## Document
# This Place is Growing



## Goldie (Apr 17, 2005)

and its doing wonderful - I am so happy to be here.


----------



## Taniwha (Apr 17, 2005)

Ill be sure to tell others of the site, i know for a fact a well known site elsewhere is having some problems, the webmaster has left the building and theres a lot of unhappy people there. ill spread the word and see what happens


----------



## Goldie (Apr 17, 2005)

Well, Taniwha, tell `em to come on in!   That would be great!


----------



## Hick (Apr 19, 2005)

Taniwha said:
			
		

> Ill be sure to tell others of the site, i know for a fact a well known site elsewhere is having some problems, the webmaster has left the building and theres a lot of unhappy people there. ill spread the word and see what happens


...

hmmmmm, I could very well be one of those "unhappy" people...


----------



## MarPassion (Apr 19, 2005)

You guys are welcome here on this forum.

If you have any suggestions or comments then please let me know. Let us all help to make this a great place.


----------



## Hick (Apr 19, 2005)

hello marpassion.....my first comment....it's nice to see an administrator on the boards. ...heee heeee
second, I pledge to be an asset to the community..
..and thanks for the welcome..hick


----------



## Taniwha (Apr 19, 2005)

lol hick, the exodus is spreading in all directions!

## Given data

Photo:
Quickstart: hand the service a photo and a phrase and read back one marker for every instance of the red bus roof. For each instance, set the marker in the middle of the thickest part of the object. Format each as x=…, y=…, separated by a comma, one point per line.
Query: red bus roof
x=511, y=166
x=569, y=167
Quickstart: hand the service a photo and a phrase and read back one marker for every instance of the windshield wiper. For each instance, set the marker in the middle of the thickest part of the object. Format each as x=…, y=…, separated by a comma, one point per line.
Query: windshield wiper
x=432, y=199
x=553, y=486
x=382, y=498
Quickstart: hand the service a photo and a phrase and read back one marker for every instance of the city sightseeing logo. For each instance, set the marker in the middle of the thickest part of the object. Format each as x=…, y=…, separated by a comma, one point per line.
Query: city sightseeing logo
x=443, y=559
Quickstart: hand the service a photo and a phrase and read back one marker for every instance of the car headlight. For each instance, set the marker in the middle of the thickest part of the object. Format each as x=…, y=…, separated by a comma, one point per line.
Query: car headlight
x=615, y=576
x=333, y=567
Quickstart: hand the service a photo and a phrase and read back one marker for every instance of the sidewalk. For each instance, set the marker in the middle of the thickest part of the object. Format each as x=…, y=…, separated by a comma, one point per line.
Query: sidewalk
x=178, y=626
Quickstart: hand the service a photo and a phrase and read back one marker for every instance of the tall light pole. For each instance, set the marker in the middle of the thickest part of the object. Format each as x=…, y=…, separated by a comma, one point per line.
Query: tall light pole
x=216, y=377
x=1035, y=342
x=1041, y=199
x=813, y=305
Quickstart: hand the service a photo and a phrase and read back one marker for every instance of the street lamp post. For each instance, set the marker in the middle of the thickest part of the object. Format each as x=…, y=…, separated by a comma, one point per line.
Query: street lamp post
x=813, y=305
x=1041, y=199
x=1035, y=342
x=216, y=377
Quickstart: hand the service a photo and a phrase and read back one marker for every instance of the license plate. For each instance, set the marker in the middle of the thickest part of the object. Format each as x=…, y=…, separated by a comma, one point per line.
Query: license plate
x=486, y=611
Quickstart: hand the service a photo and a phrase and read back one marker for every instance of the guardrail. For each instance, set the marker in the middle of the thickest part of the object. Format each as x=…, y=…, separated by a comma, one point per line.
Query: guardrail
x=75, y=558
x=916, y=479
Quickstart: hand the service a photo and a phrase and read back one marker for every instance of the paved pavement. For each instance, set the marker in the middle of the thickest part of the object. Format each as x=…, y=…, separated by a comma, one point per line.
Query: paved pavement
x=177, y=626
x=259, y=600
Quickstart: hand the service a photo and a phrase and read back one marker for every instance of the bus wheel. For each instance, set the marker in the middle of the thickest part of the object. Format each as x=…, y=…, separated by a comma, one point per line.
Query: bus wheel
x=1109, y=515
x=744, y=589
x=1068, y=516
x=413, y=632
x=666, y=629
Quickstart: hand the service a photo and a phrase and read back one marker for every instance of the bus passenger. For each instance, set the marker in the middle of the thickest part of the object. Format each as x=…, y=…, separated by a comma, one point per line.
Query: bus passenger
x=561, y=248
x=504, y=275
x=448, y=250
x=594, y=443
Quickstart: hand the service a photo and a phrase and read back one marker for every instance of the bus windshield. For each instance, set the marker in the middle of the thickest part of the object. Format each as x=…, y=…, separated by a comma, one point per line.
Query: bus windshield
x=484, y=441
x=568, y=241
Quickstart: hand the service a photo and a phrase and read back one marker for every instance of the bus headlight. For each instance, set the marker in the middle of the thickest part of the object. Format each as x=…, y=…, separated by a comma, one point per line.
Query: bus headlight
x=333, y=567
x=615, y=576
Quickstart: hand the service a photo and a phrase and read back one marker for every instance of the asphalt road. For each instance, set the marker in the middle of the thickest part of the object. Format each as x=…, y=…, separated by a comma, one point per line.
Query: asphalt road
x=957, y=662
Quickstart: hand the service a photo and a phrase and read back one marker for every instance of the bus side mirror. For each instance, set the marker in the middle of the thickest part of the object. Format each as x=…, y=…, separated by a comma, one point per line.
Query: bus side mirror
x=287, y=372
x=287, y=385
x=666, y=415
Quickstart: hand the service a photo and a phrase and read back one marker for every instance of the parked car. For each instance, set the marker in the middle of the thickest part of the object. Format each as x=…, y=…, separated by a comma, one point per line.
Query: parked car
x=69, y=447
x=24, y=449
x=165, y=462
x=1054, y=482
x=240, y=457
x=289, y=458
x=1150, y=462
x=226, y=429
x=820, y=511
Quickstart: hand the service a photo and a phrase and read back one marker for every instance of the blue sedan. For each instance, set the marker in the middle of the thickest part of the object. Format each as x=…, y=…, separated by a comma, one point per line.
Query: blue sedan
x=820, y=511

## Tasks and exercises
1. In the forum thread, which member says they could very well be one of the "unhappy" people?
2. Gather every line of the records that contains the word "mirror".

## Problem solutions
1. Hick

2.
Quickstart: hand the service a photo and a phrase and read back one marker for every instance of the bus side mirror. For each instance, set the marker in the middle of the thickest part of the object. Format each as x=…, y=…, separated by a comma, one point per line.
Query: bus side mirror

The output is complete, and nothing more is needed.